◆ Task to carry out
Leave out each picture. Repeat everything else in the records exactly.

|---|

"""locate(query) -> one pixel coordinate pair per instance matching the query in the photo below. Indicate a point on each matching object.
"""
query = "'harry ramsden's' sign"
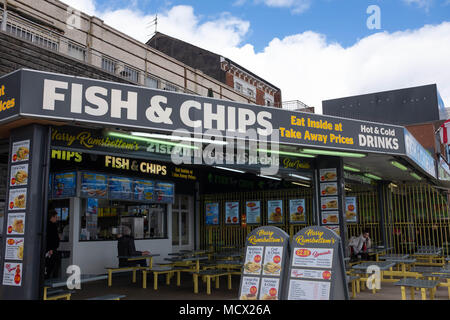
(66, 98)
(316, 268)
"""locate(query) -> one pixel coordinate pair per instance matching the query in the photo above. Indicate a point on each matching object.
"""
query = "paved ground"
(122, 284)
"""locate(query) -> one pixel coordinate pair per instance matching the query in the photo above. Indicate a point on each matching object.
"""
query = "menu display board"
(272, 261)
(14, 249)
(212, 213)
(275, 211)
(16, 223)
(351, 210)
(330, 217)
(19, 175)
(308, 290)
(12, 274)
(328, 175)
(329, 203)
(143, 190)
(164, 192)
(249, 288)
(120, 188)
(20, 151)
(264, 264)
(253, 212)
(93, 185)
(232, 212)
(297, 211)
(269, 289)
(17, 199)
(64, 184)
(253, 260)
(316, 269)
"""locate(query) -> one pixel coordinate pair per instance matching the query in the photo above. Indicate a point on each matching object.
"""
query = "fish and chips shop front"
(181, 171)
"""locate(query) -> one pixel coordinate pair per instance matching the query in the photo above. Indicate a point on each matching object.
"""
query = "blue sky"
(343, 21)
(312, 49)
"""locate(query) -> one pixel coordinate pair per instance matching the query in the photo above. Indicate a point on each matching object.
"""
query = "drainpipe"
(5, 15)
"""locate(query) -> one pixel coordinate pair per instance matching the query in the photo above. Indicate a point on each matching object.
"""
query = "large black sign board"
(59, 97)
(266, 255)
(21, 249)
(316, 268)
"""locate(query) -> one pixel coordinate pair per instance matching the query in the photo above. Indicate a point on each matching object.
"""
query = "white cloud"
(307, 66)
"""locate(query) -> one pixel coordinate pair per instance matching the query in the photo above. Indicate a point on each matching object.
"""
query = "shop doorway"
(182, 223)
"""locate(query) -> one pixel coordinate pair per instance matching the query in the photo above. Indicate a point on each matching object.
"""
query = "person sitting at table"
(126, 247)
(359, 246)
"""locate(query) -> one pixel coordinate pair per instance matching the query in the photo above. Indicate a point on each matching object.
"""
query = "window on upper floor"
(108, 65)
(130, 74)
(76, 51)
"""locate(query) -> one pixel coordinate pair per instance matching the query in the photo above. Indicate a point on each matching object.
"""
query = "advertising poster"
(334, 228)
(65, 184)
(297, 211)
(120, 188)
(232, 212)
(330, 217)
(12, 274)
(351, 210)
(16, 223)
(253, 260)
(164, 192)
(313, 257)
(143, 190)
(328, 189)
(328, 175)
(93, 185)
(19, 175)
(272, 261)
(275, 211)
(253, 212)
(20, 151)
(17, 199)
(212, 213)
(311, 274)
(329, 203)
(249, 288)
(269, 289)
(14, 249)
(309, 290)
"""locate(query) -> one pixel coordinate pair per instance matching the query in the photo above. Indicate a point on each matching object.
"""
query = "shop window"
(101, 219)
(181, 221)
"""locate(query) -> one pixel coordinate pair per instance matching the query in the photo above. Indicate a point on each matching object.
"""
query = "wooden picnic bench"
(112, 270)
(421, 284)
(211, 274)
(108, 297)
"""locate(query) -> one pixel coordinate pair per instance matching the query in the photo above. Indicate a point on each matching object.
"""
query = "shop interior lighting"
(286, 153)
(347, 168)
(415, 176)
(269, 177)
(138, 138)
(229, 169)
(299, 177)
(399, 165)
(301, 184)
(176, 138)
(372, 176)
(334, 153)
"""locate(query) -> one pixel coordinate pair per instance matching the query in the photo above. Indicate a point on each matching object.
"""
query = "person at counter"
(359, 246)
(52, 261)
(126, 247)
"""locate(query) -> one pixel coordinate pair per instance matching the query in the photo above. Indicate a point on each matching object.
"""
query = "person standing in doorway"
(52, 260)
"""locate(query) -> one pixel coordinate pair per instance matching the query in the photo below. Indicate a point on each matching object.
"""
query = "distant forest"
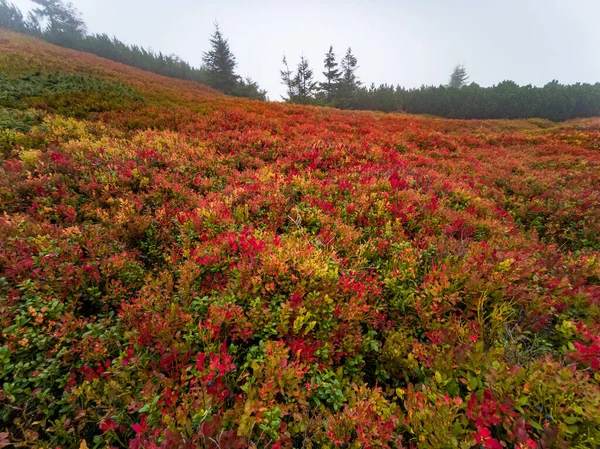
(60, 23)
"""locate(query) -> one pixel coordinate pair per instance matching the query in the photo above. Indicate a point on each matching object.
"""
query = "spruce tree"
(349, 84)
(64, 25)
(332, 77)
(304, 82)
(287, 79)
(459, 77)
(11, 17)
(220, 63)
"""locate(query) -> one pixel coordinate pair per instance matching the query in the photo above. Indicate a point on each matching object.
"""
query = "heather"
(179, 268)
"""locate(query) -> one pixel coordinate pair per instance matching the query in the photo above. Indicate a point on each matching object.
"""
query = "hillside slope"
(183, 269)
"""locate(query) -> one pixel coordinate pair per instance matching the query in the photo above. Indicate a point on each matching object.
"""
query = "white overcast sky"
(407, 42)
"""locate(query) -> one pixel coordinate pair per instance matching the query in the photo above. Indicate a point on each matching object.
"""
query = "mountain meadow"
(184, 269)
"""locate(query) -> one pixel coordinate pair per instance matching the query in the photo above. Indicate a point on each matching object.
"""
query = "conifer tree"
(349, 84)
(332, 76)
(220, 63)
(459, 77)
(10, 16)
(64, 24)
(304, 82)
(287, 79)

|---|

◆ Answer to this task
"""locate(query) -> one pixel coordinate pair per instance matching the query in the photo below. Indicate a point on each matching object.
"""
query = "'harry ramsden's' sign"
(66, 98)
(316, 268)
"""locate(query) -> one pixel coordinate pair per instance matching the query in the photo above. Indicate a point on each matching object.
"""
query = "paved ground"
(122, 284)
"""locate(query) -> one pixel coordinate pair per instance matching the query in the photo above. Indicate a point on each matching object.
"""
query = "menu display board"
(272, 261)
(14, 249)
(212, 213)
(275, 211)
(16, 223)
(351, 210)
(330, 217)
(19, 175)
(308, 290)
(12, 274)
(328, 175)
(329, 203)
(143, 190)
(164, 192)
(249, 288)
(120, 188)
(20, 151)
(264, 264)
(253, 212)
(93, 185)
(232, 212)
(297, 211)
(269, 289)
(17, 199)
(64, 184)
(253, 260)
(316, 269)
"""locate(query) -> one pixel coordinate pair per instance matching the query in the photo above. Indicate a point on each matching object.
"""
query = "fish and chips shop front"
(181, 171)
"""locate(query) -> one pixel coordinate pair per instance matching the query in the photo above. Indicate a point on each matching object.
"""
query = "blue sky"
(343, 21)
(312, 49)
"""locate(query) -> one pixel coordinate pair per instance matching the query in the photo above. Indicate a point on each matching object.
"""
query = "drainpipe"
(5, 15)
"""locate(query) -> one pixel coordinate pair per instance matching the query in the photo above. Indicate a point on each matching object.
"""
query = "large black sign board"
(59, 97)
(266, 255)
(21, 249)
(316, 268)
"""locate(query) -> one pixel coordinate pair per instance matching the query in the photo above. Indicate a point on each matching object.
"""
query = "white cloud"
(307, 66)
"""locate(query) -> one pixel coordinate pair per instance matching the query in the photo above. Indicate a point on each matching object.
"""
query = "shop doorway"
(182, 223)
"""locate(query) -> one pixel coordinate pair per instance matching the query in the photo above. Indicate a point on each matching object.
"""
query = "person sitting at table"
(126, 247)
(359, 246)
"""locate(query) -> one pixel coordinate pair per instance matching the query in the photo above. Indicate a point on each matching object.
"""
query = "window on upper floor"
(108, 65)
(130, 74)
(76, 51)
"""locate(query) -> one pixel coordinate pair per instance matching the query in the photo above. Indicate a point on each matching object.
"""
query = "advertising poster"
(334, 228)
(65, 184)
(297, 211)
(120, 188)
(232, 212)
(330, 217)
(12, 274)
(351, 210)
(16, 223)
(253, 260)
(164, 192)
(313, 257)
(143, 190)
(328, 189)
(328, 175)
(93, 185)
(19, 175)
(272, 261)
(275, 211)
(253, 212)
(20, 151)
(17, 199)
(212, 213)
(311, 274)
(329, 203)
(249, 288)
(269, 289)
(14, 249)
(309, 290)
"""locate(query) -> one pixel coordinate pair per instance matching the query in the photo above. Indicate a point on each matching object.
"""
query = "shop window"
(101, 219)
(181, 221)
"""locate(query) -> one pixel coordinate pair per instance matching the query in the photo above. Indicate a point on each matching object.
"""
query = "wooden picnic bench"
(112, 270)
(421, 284)
(211, 274)
(108, 297)
"""locate(query) -> one pixel coordinate pair per instance matching the query in the photo above. Indicate a point on each matching object.
"""
query = "shop interior lighting"
(286, 153)
(347, 168)
(415, 176)
(269, 177)
(138, 138)
(229, 169)
(299, 177)
(399, 165)
(301, 184)
(176, 138)
(372, 176)
(334, 153)
"""locate(query) -> one pixel coordinate pair per instance matching the query in the photo above. Indicate a point on each matching object.
"""
query = "person at counter"
(359, 246)
(52, 261)
(126, 247)
"""locate(query) -> one pixel coordinate pair per instance matching the query in the photo above. Indicate a point on each matching object.
"""
query = "person standing in doorway"
(52, 260)
"""locate(query) -> one pixel coordinate pair per instance matching the query in the photo below. Indicate a point on each matching object.
"""
query = "distant forest"
(60, 23)
"""locate(query) -> one pixel coordinate pair per instance matching the query in the photo above. Indicate a point on each matching object.
"""
query = "spruce tree"
(349, 84)
(64, 25)
(332, 77)
(304, 82)
(287, 79)
(459, 77)
(11, 17)
(220, 63)
"""locate(query) -> one pixel coordinate pair per instance matching the query in the photo above. Indicate a point on each matching object.
"""
query = "heather"
(179, 268)
"""locate(query) -> one pixel coordinate pair per instance matching the query in the photo above. Indicate a point on each matching object.
"""
query = "hillside slope"
(183, 269)
"""locate(query) -> one pixel coordinate pair per instance matching the query in the photo above. Indicate a point on each matching object.
"""
query = "white overcast sky"
(407, 42)
"""locate(query) -> one pixel coordinate pair per instance matching the query in the photo above. Indicate a point on each matching object.
"""
query = "mountain meadow"
(184, 269)
"""locate(query) -> one pixel coordinate pair per instance matching the query in the photo above. Indicate a point on each matching object.
"""
query = "conifer tree"
(349, 84)
(332, 76)
(220, 63)
(459, 77)
(10, 16)
(64, 24)
(304, 82)
(287, 79)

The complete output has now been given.